**TASK STATEMENT**
Continue the forum thread below about lucky bamboo in a fish tank, starting right after its final sentence.

**SELECTION**
==================================================

# Lucky Bamboo in my tank



## alex032886 (Aug 28, 2012)

Does this classify as a planted tank, I am so new I don't know the terms...hahaha. Anyways, I have like 4 bamboo plants in my tank, obviously I went to Petco and they said they'll do great in there but after getting some feedback I have learned that they might rot and kill my fish. If I take them out every month and let them grow outside the tank will that help them or are they doomed from the get? 

I would take care of them outside the tank as well with the proper panting but I love the forest look I have created and will NOT go to fake plants... My tanks has only been up since Saturday but man its awesome in my opinion..

5 Crabs, 3 striped Barbs, 1 P catfish, 2 danios... Looking to put (6) more striped barbs in tonihgt. Also, I am going to put in an under water crab beach, check out my design and let me know your thoughts.

Thanks!!!!*c/p*

Alex


----------



## Aeten (Aug 4, 2012)

I had lucky bamboo and it was doing fine with leaves poking out of tank; then I tried to propagate it by cutting off stems and planting them in jars.....

Well long story short all my bamboo died when I did that. Either I really screwed up or lucky bamboo just isn't meant to be propagated in the aquarium.

==================================================

Records from a data collection:

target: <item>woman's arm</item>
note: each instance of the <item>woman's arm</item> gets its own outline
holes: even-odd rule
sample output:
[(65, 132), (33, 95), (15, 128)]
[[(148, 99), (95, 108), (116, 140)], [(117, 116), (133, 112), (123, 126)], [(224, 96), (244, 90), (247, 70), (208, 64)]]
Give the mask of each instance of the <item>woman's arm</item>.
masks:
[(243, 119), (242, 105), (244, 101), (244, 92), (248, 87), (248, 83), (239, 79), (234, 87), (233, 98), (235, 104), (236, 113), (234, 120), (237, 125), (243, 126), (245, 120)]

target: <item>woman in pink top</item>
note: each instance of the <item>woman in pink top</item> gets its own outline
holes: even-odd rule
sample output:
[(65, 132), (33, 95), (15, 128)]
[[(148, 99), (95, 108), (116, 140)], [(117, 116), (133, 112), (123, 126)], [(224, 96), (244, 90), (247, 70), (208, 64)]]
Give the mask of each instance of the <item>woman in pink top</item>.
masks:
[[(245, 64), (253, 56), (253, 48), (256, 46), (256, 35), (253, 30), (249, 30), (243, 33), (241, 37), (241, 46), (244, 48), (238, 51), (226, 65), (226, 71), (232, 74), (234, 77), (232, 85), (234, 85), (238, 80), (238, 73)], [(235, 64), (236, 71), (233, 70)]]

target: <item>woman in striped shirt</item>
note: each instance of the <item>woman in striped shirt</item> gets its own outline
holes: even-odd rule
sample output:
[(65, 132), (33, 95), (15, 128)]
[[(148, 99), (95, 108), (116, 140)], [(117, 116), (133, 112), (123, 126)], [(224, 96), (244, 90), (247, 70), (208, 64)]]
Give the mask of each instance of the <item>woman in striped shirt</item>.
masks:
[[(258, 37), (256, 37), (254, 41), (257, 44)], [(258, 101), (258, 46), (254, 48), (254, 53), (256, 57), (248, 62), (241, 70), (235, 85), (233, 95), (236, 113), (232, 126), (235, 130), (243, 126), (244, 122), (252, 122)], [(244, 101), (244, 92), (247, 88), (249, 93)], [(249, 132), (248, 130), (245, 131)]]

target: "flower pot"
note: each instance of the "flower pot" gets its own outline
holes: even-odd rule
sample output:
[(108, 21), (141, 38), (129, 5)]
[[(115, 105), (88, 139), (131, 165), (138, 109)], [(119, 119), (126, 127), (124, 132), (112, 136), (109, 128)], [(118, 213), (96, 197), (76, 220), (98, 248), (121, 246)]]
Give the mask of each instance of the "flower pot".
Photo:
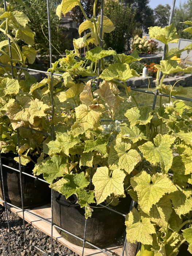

==================================================

**RESULT OF THIS EXERCISE**
If you just leave it be with its leaves out of the water you should be fine though, and it really is a beautiful plant I wish mine hadn't died.


Do your crabs have a land area? I herad that they need one. And do they attack the fish at all? I was considering getting some but heard they are too aggressive.


----------



## alex032886 (Aug 28, 2012)

Aeten,

I haven't seen them attack and fish. I have ben concerned that my Pleco Catfish might want to eat them but he's just a baby and not big enough to mess with them. I do have a jar under there now that has an air void and I have seen them in there checking it out. I am planning to make a new one with more area and a fresh air supply. that a bummer about the bamboo, I hope that mine make it, but I don't want to rsik the fish... I think I may take them out and grow them as hous plant... maybe. 

I did lose a female crab, I think that she found a way out, and I can't find her.... My girl is gonna be pissed when she finds that thing in her ppanty drawer or something....hahahaha


----------



## Aeten (Aug 4, 2012)

I wouldn't worry about the pleco eating crabs even when it's big, and the lucky bamboo can be kept in the tank as long as it's big enough that its leaves are out of the water. You may just let it grow as a houseplant until then.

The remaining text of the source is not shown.